— begin GIVEN DATA —
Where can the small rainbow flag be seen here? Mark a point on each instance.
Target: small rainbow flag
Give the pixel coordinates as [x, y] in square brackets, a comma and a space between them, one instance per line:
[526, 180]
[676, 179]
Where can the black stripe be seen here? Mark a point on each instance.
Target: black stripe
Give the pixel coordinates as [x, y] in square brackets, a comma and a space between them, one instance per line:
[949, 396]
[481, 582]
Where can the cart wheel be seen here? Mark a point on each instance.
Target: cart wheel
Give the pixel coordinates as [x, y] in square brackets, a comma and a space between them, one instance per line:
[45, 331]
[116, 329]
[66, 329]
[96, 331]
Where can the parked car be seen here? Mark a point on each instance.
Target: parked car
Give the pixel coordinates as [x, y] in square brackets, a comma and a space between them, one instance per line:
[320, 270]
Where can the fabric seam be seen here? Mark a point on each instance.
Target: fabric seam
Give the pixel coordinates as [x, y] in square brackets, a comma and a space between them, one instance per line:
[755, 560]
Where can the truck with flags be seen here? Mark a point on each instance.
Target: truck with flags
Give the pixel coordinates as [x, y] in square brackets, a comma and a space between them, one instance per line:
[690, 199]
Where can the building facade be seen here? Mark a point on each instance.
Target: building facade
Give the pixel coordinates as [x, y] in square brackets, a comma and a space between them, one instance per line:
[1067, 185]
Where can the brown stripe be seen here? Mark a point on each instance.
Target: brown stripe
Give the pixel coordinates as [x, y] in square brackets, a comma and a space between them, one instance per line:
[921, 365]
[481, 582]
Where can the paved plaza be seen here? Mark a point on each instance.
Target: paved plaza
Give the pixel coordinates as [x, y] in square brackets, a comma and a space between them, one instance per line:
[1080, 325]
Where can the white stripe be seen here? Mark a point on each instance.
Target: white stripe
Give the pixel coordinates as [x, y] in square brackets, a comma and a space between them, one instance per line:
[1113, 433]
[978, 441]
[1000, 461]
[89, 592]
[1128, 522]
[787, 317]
— end GIVEN DATA —
WHAT NEEDS TO BE DONE:
Would you give again, word for word, every line from the one with "Where can the building" through the final line of the listing above?

ANSWER:
Where can the building facade be seen here? Mark a point on each instance.
Target: building facade
Give the pixel coordinates as [x, y] in square brackets, a comma and a space between them, one instance per line:
[1067, 185]
Where can the brown stripe be seen here? Mark a point on each instance.
Target: brown stripe
Give the pixel coordinates as [x, y] in square brackets, a comma and a space between them, one instance per line:
[921, 365]
[481, 582]
Where can the paved plaza be seen here? Mark a point on each instance.
Target: paved plaza
Give the pixel coordinates as [x, y] in square brackets, a comma and a space between them, one instance per line:
[1080, 325]
Where can the white stripe be seen here? Mark a point on each instance.
Target: white stripe
Give the pixel coordinates as [x, y] in square brackets, a comma and a space between them, one instance per line:
[1113, 433]
[978, 441]
[1000, 461]
[89, 592]
[1128, 522]
[787, 317]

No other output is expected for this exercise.